Every line of the material is to be repeated exactly as it stands.

Data to use Start Marker

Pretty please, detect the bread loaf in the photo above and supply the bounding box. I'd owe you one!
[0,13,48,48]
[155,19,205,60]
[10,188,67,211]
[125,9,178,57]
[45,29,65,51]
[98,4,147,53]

Data to use End Marker

Response to the exercise>
Pretty please, detect the bread loaf in the photo above and supply the bounding box. I'd owe you one!
[0,13,48,48]
[155,19,205,60]
[10,188,67,211]
[125,9,178,57]
[45,29,65,51]
[98,4,147,53]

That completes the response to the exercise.